◆ Exercise brief
Write the next part of the news report below on the Malampaya gas platform's maintenance shutdown, starting right after its last sentence.

◆ Source document
The consortium running the Malampaya natural gas platform has informed the Department of Energy (DOE) that it could no longer reschedule the maintenance shutdown of the facility.
“SPEX (Shell Philippines Exploration B.V.) is not yet ready,” said DOE Secretary Carlos Jericho Petilla in a text message on Wednesday, July 30, when asked if maintenance work can be done in January to February next year.
The Malampaya facility is scheduled to go offline from March 15 to April 14, 2015 to commence the installation of a platform aimed at maintaining the fuel supply to power plants providing half of Luzon’s power needs.
Power distributor Manila Electric Company (Meralco) had suggested to move the maintenance shutdown earlier or after the summer months when electricity demand is not at its peak. Meralco said this would help address the anticipated power shortage next year.
Reacting to this, Petilla said, “We have vetted this out and SPEX is saying that it’s the only window they have.”
A delay in the maintenance work could affect the Malampaya facility’s output, noted Petilla. “Our worry is gas production if Malamapaya maintenance is delayed.”
The Malampaya gas field off Palawan is estimated to contain 2.7 trillion cubic feet of natural gas and 85 million barrels of condensate.
The facility is expected to run out of gas by 2024. It currently fuels 3 power plants – the 1,000-megawatt (MW) Sta. Rita, 500-MW San Lorenzo, and 1,200-MW Ilijan plants.
Petilla said there would be a shortage in power supply next year. (READ: Power emergency: What it means)
He said the projected demand in Luzon by 2015 is 9,011 MW – higher than this year’s demand of 8,717 MW. This can be attributed to the massive economic expansion and development in the country, he explained.
Based on DOE projections, there will be a deficit of 200 MW. To address this, Petilla said an additional 400 MW-500 MW capacity is needed to act as a buffer supply during the peak months.

◆ Recorded data
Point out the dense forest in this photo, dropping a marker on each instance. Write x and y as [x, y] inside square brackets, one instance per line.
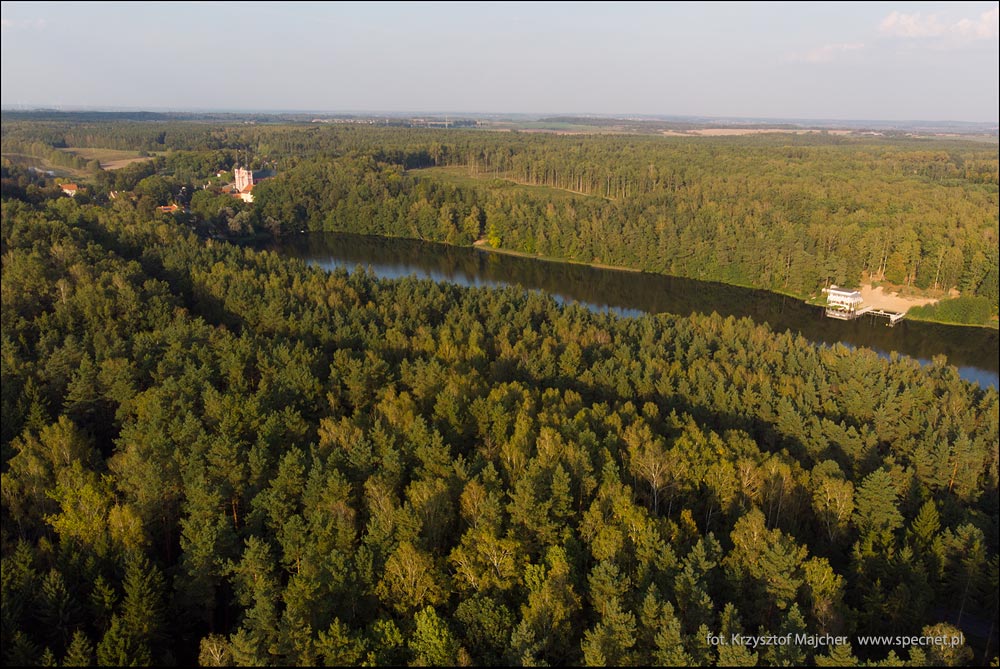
[217, 455]
[783, 212]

◆ Response
No declaration of emergency powers yet
Petilla earlier recommended to President Benigno Aquino III to declare emergency powers so that the government could produce the needed capacity by renting modular generator sets to avert blackouts.
As of July 30, Petilla said there was still no word from the President. “We will just make do with whatever powers we have,” he said.
The DOE will continue to push for the Interruptible Load Program (ILP), Petilla said.
Under the ILP, customers with large loads, like commercial establishments, will be asked to operate their own generator sets if the grid operator projects a need to augment generation capacity in the Luzon grid. Through this, the aggregate demand for power from the system will be reduced to a more manageable level, helping ensure the availability of supply during the season.
Targeted ILP participants are those with large embedded generation capacities such as malls, large business establishments, and factories. Among those that have signed an agreement on ILP with Meralco include Megaworld, Ayala Land, Robinsons Land, Shangri-La Malls, SM Prime Holdings, Metro Gaisano, and Waltermart.
“ILP and energy conservation are the next best things,” Petilla said when asked what are the other solutions that the DOE can think of to plug the power shortage.
Aquino made no indication in his 5th State of the Nation Address Monday, July 28, whether he would seek emergency powers from Congress to address the power shortage.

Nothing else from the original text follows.